• Given task:
Starting at the line that contains "Put a point on every instance of the man in", transcribe every remaining line of the entries exactly, including the last one.
[BEGIN Provided records]
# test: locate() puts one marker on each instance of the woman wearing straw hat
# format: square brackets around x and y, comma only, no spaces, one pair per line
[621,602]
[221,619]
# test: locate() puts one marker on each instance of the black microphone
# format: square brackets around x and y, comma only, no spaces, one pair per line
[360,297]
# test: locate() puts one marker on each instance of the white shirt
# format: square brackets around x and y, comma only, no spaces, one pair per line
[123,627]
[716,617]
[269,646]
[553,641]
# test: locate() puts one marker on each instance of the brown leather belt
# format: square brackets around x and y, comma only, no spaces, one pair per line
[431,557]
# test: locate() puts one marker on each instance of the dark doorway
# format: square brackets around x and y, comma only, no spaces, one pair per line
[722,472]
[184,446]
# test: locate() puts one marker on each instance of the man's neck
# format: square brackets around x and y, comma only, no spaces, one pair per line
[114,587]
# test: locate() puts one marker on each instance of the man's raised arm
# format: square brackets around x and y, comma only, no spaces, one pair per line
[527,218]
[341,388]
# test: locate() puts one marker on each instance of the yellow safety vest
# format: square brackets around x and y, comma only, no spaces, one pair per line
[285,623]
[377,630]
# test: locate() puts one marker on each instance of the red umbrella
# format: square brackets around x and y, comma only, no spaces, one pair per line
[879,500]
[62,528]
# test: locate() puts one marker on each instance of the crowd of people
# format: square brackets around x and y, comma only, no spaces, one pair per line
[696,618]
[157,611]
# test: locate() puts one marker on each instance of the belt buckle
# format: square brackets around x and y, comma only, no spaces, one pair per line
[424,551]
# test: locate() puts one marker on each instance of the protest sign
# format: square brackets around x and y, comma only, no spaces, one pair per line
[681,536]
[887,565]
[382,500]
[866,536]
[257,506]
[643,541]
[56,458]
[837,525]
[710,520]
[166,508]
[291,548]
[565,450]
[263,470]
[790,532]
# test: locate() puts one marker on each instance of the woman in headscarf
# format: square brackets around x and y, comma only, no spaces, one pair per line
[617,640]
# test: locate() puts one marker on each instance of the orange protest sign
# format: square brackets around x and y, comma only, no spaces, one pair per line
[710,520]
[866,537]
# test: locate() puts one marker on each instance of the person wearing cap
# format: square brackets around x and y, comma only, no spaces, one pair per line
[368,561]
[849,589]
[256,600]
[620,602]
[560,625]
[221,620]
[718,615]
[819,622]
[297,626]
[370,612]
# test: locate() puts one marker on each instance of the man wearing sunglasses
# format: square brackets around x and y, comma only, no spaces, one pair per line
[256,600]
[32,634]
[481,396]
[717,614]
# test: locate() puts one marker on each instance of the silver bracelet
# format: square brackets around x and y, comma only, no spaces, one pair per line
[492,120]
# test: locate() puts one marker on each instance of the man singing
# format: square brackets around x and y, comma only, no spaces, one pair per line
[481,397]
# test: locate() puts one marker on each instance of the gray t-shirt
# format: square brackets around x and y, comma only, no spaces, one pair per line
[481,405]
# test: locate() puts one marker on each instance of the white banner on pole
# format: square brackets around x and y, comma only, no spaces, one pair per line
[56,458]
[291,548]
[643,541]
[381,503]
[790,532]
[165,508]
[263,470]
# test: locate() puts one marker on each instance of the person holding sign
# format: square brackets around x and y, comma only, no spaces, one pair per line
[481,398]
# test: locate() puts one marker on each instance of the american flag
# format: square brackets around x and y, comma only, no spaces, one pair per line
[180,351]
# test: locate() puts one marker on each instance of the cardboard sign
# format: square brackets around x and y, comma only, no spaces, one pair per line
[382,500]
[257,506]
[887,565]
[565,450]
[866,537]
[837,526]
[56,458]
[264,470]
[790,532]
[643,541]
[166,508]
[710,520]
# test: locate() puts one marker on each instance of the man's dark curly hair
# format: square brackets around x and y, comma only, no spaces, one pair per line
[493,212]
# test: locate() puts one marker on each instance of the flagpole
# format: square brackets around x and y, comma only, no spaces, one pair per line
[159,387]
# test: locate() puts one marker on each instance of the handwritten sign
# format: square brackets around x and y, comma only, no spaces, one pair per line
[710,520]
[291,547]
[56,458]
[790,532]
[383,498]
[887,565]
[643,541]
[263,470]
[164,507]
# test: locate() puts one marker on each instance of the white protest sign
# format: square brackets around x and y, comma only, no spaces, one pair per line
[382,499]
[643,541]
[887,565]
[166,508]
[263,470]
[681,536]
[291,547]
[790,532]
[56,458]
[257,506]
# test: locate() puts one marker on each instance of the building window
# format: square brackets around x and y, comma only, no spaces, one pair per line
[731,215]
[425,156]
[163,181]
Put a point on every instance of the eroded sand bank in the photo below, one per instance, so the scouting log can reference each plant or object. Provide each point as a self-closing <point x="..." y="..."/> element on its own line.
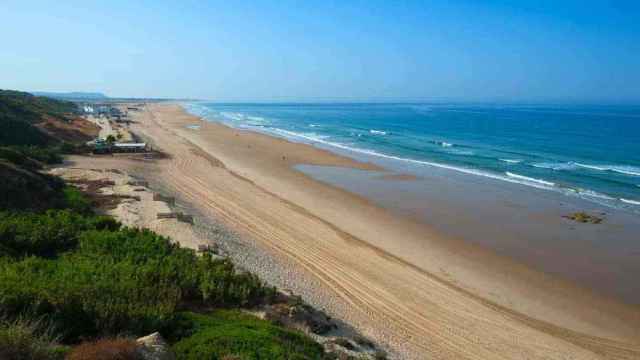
<point x="420" y="294"/>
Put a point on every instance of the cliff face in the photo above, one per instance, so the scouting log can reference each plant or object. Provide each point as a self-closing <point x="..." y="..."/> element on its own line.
<point x="27" y="120"/>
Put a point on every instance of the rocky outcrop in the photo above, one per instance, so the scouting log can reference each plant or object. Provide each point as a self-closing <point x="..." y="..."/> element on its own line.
<point x="153" y="347"/>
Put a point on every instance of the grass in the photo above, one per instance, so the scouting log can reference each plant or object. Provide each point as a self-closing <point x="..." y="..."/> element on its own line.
<point x="232" y="334"/>
<point x="87" y="278"/>
<point x="23" y="339"/>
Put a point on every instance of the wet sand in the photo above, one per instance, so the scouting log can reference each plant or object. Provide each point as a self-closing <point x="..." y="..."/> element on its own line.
<point x="421" y="294"/>
<point x="523" y="223"/>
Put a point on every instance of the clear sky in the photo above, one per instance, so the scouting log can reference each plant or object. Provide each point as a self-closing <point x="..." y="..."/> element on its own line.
<point x="496" y="50"/>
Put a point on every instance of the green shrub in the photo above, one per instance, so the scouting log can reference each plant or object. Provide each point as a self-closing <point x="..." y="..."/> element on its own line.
<point x="230" y="333"/>
<point x="109" y="280"/>
<point x="23" y="234"/>
<point x="28" y="340"/>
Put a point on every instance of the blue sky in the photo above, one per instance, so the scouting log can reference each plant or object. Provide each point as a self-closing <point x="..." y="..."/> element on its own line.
<point x="584" y="51"/>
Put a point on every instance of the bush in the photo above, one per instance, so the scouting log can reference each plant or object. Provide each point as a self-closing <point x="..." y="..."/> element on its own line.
<point x="107" y="349"/>
<point x="232" y="334"/>
<point x="23" y="234"/>
<point x="109" y="281"/>
<point x="28" y="340"/>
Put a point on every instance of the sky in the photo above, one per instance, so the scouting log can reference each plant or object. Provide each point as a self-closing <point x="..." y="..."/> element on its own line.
<point x="351" y="50"/>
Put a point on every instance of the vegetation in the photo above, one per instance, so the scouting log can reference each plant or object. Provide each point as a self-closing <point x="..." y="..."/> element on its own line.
<point x="232" y="334"/>
<point x="92" y="281"/>
<point x="24" y="107"/>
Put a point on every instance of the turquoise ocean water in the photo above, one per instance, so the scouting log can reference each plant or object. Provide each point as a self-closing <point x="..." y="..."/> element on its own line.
<point x="590" y="152"/>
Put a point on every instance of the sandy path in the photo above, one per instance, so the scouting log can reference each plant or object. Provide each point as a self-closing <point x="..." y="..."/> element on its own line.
<point x="423" y="296"/>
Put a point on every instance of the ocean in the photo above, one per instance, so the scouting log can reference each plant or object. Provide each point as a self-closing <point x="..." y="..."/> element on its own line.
<point x="589" y="152"/>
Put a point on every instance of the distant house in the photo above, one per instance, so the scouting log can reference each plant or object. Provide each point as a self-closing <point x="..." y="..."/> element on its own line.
<point x="101" y="146"/>
<point x="129" y="147"/>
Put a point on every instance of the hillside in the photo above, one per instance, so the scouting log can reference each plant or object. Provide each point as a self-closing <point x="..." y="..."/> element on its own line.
<point x="27" y="120"/>
<point x="74" y="95"/>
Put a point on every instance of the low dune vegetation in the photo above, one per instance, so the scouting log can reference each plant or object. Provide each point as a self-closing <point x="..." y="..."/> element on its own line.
<point x="77" y="285"/>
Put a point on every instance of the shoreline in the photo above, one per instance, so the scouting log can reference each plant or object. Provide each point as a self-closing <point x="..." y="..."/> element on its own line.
<point x="397" y="281"/>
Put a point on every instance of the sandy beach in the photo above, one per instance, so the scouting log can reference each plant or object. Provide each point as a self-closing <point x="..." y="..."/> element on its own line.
<point x="419" y="294"/>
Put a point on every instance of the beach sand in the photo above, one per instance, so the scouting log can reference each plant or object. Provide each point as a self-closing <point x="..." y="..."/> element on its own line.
<point x="416" y="292"/>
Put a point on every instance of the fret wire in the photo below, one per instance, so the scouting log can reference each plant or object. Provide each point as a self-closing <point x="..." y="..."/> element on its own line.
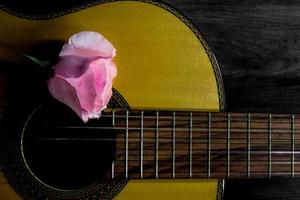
<point x="156" y="144"/>
<point x="113" y="170"/>
<point x="293" y="146"/>
<point x="142" y="144"/>
<point x="209" y="146"/>
<point x="113" y="117"/>
<point x="248" y="145"/>
<point x="228" y="144"/>
<point x="191" y="145"/>
<point x="126" y="145"/>
<point x="174" y="145"/>
<point x="270" y="146"/>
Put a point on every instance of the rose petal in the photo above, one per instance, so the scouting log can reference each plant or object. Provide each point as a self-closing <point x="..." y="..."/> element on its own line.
<point x="61" y="90"/>
<point x="71" y="66"/>
<point x="85" y="89"/>
<point x="88" y="44"/>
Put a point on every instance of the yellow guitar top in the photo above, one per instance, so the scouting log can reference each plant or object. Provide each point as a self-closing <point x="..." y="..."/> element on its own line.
<point x="162" y="61"/>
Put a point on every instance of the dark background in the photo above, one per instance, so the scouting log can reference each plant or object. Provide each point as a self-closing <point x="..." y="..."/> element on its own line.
<point x="256" y="43"/>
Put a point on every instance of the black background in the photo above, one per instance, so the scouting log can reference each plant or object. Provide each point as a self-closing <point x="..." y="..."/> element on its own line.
<point x="257" y="45"/>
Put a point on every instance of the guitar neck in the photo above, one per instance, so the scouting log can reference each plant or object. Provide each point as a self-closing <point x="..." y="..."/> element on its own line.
<point x="166" y="144"/>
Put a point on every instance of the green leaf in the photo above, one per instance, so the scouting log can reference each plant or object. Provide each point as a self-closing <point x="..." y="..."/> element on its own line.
<point x="42" y="63"/>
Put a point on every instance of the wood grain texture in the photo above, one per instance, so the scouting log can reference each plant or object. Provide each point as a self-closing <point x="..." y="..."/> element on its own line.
<point x="257" y="46"/>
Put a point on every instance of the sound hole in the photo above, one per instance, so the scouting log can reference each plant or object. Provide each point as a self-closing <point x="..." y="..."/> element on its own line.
<point x="63" y="152"/>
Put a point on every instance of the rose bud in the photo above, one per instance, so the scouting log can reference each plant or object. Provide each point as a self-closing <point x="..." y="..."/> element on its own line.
<point x="83" y="76"/>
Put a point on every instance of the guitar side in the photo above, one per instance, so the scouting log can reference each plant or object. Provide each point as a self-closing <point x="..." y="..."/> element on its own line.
<point x="168" y="65"/>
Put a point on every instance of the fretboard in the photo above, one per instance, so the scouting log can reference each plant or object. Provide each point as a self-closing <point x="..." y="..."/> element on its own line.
<point x="167" y="144"/>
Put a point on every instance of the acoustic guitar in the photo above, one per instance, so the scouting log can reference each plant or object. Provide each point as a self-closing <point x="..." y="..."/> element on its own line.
<point x="165" y="134"/>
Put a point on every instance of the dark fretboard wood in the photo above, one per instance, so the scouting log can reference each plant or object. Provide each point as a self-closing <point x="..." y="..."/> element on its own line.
<point x="169" y="144"/>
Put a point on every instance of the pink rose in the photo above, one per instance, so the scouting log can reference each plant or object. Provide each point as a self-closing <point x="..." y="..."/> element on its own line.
<point x="83" y="76"/>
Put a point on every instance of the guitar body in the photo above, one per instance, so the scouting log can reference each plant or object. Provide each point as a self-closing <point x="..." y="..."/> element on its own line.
<point x="163" y="62"/>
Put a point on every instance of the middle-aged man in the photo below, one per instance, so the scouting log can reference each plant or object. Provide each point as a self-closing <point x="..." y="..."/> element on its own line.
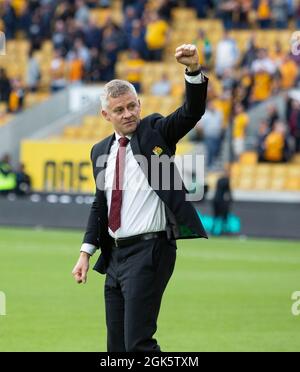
<point x="134" y="222"/>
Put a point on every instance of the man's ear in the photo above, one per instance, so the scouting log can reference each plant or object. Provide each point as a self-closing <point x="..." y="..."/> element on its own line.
<point x="105" y="115"/>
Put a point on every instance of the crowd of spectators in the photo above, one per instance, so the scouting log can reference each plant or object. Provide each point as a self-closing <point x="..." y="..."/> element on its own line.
<point x="13" y="180"/>
<point x="89" y="53"/>
<point x="279" y="137"/>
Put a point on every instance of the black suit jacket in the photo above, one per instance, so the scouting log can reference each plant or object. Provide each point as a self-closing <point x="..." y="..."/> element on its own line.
<point x="163" y="132"/>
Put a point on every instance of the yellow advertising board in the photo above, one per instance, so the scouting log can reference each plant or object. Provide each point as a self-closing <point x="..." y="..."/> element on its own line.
<point x="59" y="166"/>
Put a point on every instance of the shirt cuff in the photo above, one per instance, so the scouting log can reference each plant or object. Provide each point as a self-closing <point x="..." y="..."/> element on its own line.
<point x="88" y="248"/>
<point x="198" y="79"/>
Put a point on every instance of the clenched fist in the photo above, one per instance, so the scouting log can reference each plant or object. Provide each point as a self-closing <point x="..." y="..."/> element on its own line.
<point x="187" y="54"/>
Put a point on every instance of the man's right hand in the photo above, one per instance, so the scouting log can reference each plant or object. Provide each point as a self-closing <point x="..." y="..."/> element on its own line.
<point x="81" y="268"/>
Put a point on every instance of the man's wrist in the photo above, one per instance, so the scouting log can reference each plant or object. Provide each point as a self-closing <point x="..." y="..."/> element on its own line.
<point x="88" y="248"/>
<point x="84" y="254"/>
<point x="193" y="68"/>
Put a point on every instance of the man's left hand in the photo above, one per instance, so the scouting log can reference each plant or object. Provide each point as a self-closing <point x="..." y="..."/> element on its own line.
<point x="187" y="54"/>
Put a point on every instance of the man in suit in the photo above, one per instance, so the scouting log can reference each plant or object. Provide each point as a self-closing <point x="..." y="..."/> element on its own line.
<point x="133" y="221"/>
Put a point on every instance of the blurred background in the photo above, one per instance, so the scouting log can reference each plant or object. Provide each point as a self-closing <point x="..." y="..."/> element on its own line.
<point x="57" y="56"/>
[END Provided records]
• Final result:
Put a point on every instance of the man in suit in the photo above, one per instance, so the scouting log can reference each plant or object. Provide each point as a self-closing <point x="..." y="..."/> element on its own line.
<point x="133" y="221"/>
Put a point on every instance of the blurred background in the photo above, one per instance, so the scouting log can reference each plant or object. Provide each point as a self-closing <point x="..." y="..."/> element on its own line.
<point x="57" y="56"/>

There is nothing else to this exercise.